# TASK INPUTS:
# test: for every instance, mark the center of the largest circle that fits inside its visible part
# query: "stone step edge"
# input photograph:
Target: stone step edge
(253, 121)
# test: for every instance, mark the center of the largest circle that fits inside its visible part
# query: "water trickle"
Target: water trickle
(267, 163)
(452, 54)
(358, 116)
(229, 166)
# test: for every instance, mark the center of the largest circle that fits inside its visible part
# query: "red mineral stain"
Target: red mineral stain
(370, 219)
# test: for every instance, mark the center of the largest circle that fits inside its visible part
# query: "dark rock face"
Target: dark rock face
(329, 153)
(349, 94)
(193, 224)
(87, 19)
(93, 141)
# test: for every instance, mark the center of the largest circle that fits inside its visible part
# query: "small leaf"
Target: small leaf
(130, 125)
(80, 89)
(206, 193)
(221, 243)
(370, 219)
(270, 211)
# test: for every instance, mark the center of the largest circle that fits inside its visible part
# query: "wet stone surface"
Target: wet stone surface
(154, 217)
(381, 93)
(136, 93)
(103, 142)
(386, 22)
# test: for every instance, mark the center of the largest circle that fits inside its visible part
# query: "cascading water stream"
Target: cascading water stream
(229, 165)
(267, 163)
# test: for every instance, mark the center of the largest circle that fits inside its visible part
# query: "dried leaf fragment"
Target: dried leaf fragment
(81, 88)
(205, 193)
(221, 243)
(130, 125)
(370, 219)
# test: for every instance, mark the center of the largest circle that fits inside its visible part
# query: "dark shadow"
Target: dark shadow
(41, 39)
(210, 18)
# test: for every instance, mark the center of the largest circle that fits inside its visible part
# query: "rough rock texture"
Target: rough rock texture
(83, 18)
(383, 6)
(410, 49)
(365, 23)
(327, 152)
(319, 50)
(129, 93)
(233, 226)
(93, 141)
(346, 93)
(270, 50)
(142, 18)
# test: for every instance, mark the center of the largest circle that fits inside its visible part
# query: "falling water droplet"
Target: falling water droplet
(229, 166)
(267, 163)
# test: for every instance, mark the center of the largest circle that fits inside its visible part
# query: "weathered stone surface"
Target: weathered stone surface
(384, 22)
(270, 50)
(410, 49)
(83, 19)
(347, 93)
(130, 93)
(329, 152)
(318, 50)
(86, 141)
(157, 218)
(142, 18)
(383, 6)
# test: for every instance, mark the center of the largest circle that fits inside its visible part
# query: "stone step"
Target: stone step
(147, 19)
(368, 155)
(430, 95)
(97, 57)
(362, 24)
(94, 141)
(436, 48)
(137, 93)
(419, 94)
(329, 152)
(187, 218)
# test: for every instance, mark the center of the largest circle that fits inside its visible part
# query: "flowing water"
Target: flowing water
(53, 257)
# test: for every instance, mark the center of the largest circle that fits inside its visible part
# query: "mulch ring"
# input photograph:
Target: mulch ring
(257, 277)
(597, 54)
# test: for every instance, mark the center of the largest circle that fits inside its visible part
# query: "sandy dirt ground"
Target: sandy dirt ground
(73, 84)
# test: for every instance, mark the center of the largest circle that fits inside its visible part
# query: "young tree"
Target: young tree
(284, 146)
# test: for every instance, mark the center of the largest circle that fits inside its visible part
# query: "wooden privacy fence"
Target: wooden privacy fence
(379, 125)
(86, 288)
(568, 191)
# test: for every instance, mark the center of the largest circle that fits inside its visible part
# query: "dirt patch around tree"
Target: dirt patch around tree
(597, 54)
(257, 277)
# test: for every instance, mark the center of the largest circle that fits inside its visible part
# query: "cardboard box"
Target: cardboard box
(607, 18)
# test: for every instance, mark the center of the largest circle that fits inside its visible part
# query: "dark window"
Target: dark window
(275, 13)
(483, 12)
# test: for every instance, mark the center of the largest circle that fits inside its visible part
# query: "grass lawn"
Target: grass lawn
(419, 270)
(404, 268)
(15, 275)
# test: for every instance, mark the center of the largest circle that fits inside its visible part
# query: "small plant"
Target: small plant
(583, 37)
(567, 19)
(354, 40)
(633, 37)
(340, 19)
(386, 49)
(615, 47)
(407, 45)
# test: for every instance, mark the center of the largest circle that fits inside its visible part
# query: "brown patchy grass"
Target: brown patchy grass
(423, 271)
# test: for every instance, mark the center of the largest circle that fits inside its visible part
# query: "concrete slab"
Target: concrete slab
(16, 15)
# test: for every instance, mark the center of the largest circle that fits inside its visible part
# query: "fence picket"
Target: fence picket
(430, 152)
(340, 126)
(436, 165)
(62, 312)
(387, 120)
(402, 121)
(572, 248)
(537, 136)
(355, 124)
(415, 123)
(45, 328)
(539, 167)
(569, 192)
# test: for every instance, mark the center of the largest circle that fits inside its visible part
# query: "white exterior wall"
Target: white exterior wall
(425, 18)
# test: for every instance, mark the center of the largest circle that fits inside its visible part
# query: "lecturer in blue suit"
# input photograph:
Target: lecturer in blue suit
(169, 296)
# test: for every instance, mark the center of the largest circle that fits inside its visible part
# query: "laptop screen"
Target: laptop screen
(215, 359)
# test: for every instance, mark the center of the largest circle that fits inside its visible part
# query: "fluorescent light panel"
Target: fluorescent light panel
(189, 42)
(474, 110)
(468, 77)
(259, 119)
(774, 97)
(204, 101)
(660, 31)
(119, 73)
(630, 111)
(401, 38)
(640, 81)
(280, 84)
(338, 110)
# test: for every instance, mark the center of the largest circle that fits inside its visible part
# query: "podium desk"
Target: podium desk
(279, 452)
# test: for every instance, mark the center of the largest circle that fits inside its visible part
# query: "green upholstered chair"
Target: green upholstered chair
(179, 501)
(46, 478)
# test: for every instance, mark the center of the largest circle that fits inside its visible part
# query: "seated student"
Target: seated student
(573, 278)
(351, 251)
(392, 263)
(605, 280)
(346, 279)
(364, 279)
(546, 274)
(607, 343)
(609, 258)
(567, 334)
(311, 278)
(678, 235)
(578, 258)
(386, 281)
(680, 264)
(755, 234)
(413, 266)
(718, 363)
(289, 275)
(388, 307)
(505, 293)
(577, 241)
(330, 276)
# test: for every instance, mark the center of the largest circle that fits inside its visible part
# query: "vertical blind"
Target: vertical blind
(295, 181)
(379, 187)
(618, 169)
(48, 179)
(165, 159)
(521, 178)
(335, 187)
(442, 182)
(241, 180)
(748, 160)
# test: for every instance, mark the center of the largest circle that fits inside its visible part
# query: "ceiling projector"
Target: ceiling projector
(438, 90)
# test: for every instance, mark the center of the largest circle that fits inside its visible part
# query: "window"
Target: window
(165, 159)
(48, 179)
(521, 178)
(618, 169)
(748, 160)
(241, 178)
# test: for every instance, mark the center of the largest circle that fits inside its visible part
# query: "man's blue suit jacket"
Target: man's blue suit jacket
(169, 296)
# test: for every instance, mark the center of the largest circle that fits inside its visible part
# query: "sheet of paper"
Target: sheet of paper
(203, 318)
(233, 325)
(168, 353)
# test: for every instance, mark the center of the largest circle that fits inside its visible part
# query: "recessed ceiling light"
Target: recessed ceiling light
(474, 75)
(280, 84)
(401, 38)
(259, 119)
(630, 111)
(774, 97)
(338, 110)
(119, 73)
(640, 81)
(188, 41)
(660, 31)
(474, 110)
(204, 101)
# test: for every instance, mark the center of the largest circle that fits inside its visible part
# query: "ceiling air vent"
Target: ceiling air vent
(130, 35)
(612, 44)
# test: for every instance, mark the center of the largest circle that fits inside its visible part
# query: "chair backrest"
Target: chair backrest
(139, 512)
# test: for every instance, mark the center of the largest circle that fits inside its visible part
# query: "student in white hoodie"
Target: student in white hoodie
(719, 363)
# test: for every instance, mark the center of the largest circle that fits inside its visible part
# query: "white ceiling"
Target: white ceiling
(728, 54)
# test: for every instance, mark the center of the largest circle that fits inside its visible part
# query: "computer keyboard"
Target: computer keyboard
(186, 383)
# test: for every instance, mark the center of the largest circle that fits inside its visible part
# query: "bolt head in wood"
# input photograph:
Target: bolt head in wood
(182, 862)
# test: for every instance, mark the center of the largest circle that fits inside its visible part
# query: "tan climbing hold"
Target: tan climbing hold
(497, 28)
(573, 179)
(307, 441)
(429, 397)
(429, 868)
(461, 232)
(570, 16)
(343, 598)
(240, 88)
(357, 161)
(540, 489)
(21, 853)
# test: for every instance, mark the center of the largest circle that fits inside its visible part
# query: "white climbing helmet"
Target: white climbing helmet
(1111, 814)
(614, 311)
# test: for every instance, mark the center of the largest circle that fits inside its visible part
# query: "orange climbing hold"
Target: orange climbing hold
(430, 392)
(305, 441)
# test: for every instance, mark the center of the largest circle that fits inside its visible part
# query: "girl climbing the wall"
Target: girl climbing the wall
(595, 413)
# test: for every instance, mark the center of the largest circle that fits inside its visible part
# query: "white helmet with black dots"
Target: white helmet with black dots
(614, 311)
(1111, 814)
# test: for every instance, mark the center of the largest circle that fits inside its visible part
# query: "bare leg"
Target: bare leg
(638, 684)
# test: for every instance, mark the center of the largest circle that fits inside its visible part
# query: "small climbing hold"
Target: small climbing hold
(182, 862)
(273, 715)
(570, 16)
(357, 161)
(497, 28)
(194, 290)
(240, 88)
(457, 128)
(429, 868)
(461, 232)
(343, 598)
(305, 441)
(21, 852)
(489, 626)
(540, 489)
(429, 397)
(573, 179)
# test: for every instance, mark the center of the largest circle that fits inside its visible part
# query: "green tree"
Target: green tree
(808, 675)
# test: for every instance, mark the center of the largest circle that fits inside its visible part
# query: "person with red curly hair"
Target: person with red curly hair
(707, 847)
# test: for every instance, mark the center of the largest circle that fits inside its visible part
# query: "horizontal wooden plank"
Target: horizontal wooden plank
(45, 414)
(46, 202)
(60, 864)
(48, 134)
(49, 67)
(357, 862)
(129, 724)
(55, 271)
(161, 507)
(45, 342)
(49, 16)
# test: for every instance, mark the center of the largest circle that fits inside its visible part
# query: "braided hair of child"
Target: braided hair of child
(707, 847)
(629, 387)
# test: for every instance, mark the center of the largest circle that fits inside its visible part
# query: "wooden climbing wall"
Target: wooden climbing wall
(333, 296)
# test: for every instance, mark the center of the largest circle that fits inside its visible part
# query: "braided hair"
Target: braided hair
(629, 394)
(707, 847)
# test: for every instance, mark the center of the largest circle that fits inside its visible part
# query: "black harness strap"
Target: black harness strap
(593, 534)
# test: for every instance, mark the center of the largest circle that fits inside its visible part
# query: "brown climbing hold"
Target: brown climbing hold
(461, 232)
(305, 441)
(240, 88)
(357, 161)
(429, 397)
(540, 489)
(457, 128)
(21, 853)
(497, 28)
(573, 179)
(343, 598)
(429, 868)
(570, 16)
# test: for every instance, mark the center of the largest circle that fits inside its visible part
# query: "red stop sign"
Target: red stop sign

# ASSIGNMENT:
Show a copy of each line from the records above in which the string "stop" occurs.

# EXERCISE RESPONSE:
# query: "red stop sign"
Target: red stop sign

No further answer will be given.